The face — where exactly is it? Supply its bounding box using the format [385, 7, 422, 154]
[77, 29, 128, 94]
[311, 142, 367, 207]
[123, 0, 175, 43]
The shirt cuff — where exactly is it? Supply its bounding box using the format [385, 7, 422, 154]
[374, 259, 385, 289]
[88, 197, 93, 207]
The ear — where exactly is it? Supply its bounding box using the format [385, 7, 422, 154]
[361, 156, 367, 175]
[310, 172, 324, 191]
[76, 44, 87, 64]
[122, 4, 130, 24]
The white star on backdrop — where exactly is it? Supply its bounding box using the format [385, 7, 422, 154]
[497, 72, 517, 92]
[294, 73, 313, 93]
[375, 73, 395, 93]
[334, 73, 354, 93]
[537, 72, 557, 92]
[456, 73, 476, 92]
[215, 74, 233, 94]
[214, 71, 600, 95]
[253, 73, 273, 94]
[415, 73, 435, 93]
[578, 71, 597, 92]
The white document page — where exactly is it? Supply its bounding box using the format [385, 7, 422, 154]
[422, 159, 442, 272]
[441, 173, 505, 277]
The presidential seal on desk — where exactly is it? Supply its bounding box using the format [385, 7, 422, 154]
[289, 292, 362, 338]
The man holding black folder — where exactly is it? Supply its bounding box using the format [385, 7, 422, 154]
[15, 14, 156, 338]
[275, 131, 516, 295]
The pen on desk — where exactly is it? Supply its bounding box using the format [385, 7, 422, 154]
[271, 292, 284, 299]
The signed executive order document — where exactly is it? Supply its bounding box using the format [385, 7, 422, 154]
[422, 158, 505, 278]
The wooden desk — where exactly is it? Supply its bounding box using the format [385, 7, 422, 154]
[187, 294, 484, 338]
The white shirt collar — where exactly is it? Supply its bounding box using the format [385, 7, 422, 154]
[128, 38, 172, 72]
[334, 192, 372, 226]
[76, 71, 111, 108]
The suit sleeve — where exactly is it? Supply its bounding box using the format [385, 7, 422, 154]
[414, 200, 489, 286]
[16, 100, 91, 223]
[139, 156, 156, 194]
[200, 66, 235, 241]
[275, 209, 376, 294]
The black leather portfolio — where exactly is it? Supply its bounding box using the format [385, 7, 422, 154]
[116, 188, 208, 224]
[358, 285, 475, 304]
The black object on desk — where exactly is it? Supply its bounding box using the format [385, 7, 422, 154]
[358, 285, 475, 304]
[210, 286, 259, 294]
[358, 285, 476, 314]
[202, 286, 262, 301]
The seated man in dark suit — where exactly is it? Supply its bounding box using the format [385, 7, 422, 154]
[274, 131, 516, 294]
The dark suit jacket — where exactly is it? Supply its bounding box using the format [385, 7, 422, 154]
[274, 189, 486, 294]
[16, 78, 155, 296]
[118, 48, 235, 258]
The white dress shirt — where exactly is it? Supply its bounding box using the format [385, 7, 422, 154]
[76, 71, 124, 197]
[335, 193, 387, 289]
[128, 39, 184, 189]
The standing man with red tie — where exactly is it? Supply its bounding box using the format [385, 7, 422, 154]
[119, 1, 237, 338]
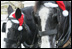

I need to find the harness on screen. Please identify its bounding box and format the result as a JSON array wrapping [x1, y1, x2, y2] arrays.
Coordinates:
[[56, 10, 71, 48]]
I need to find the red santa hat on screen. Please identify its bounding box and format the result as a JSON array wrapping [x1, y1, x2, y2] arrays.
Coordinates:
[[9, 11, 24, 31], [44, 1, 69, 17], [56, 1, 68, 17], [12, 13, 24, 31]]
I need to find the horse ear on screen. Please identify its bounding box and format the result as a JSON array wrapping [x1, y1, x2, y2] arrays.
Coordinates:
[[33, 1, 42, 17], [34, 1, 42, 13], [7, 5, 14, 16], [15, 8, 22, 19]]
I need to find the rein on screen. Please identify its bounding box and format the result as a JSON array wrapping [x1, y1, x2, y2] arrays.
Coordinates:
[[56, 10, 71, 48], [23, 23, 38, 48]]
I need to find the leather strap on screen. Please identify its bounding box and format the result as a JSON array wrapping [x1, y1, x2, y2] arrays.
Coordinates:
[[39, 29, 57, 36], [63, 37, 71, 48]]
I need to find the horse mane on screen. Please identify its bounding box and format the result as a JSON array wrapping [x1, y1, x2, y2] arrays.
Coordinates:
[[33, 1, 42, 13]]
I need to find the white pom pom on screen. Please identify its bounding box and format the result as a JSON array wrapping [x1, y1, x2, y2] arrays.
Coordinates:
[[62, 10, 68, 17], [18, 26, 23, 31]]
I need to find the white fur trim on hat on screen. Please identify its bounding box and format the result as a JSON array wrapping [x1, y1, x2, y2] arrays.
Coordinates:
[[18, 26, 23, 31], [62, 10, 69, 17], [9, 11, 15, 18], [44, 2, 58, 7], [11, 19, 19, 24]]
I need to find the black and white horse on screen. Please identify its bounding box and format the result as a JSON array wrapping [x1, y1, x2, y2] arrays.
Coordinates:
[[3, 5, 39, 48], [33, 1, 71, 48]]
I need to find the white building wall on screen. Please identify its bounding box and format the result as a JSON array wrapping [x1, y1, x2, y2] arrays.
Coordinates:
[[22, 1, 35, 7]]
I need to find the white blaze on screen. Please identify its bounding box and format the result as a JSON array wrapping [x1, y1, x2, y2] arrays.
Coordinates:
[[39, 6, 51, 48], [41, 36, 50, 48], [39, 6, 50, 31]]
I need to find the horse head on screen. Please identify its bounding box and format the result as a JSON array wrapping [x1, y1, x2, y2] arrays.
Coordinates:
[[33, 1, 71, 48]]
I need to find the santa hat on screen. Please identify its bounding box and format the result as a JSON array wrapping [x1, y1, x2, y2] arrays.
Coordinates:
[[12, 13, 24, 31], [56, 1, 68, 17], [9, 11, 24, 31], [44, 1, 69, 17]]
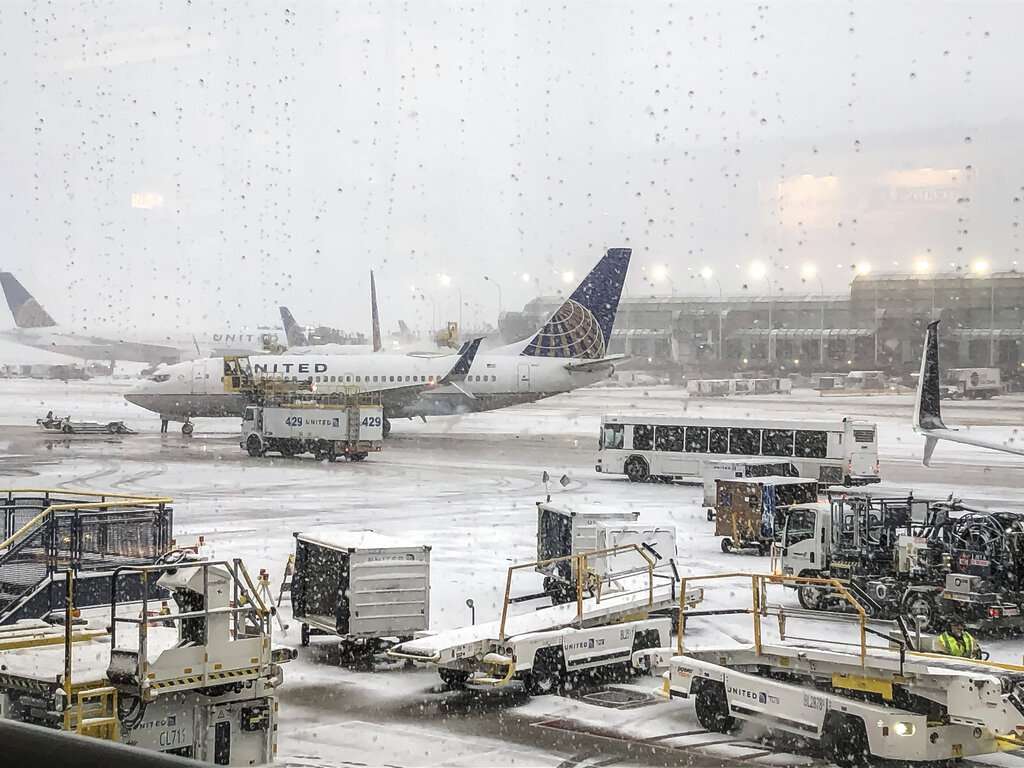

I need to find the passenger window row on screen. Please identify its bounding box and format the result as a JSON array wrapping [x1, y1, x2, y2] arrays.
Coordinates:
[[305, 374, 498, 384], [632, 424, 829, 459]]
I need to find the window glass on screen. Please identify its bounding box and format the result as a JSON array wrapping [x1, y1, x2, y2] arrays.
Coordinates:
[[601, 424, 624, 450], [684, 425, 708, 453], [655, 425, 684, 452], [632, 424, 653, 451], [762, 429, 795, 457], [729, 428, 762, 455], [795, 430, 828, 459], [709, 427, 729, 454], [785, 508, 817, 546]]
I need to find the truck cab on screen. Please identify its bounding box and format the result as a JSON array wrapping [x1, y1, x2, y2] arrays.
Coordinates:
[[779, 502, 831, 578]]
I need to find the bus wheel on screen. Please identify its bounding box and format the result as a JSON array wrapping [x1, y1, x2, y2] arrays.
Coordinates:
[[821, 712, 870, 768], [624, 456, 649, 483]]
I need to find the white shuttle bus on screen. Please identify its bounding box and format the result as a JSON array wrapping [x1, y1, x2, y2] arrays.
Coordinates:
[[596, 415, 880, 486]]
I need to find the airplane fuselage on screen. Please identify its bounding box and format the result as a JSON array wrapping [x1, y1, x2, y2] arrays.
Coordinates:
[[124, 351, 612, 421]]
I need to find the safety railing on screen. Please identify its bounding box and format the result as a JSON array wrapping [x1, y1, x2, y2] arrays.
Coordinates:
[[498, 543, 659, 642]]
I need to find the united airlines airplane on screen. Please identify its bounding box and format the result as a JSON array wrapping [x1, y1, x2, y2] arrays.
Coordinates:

===============

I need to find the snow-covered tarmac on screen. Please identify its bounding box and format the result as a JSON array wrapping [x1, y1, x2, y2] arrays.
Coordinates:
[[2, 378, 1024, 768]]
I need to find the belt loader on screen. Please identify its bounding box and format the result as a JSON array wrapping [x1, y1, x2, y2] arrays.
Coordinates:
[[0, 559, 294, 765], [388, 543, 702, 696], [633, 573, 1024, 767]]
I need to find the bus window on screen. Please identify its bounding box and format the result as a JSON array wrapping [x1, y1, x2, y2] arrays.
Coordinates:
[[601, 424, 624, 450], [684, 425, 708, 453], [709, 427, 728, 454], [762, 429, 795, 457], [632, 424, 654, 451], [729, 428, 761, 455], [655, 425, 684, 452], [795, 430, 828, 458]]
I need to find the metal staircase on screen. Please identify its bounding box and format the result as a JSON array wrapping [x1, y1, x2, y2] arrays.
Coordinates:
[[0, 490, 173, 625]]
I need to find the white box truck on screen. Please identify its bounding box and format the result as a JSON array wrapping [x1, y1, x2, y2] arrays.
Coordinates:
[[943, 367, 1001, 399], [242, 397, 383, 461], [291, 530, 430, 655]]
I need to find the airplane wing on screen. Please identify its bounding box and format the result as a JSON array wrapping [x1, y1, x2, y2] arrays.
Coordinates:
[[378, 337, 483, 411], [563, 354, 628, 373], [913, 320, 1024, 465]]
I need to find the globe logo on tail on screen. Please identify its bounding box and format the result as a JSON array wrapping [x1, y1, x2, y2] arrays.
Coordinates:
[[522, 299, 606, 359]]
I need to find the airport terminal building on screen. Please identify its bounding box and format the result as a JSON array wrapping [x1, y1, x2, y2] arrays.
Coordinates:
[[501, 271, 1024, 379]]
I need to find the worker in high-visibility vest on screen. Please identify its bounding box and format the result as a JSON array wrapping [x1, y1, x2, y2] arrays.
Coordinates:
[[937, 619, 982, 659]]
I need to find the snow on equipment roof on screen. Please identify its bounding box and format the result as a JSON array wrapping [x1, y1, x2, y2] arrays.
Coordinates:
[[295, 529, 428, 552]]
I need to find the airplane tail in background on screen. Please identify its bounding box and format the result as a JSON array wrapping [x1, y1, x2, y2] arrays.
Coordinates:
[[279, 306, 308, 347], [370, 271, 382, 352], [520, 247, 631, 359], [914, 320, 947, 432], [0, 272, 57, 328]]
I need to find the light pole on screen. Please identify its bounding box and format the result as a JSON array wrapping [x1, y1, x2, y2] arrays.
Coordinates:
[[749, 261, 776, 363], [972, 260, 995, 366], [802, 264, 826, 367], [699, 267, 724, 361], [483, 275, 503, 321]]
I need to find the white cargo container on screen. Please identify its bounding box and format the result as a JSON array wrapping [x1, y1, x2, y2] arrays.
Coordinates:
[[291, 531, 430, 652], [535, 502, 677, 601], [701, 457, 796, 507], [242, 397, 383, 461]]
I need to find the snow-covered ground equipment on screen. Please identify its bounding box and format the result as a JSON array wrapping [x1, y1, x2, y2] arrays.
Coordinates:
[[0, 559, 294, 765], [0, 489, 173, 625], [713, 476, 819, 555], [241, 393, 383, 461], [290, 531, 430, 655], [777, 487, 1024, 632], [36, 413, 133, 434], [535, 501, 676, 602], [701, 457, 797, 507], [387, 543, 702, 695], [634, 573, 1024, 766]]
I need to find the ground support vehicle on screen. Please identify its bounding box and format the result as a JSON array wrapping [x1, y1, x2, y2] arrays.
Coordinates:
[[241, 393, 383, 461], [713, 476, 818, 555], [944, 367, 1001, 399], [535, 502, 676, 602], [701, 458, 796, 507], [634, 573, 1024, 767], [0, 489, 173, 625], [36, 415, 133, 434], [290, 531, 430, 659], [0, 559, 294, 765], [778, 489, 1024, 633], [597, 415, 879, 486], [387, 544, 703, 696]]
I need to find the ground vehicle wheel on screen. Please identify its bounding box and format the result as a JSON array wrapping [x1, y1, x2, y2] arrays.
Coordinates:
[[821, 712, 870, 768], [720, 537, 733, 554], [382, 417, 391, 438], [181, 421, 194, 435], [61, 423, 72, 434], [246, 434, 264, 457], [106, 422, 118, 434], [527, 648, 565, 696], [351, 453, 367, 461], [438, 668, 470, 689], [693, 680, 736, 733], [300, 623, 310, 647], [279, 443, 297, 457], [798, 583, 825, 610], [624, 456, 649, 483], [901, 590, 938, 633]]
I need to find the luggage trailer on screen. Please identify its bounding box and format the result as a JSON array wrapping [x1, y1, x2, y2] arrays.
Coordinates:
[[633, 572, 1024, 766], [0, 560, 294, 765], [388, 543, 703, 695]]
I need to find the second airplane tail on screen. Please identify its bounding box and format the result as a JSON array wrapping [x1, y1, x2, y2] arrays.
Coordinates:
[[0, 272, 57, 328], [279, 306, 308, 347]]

===============

BRIEF: Find and show each line of the listing with the word "wheel".

ANSWER TO THE EXERCISE:
I need to find the bus wheel on screen. Please identify its bounding box and format the result as a JSON array wrapping [x1, y1, x2, y2] arrays.
I need to find the ground vehicle wheel on screen. Please identify its bounding box and format the result as a JSON array wrapping [x1, y1, x2, y2] arrays.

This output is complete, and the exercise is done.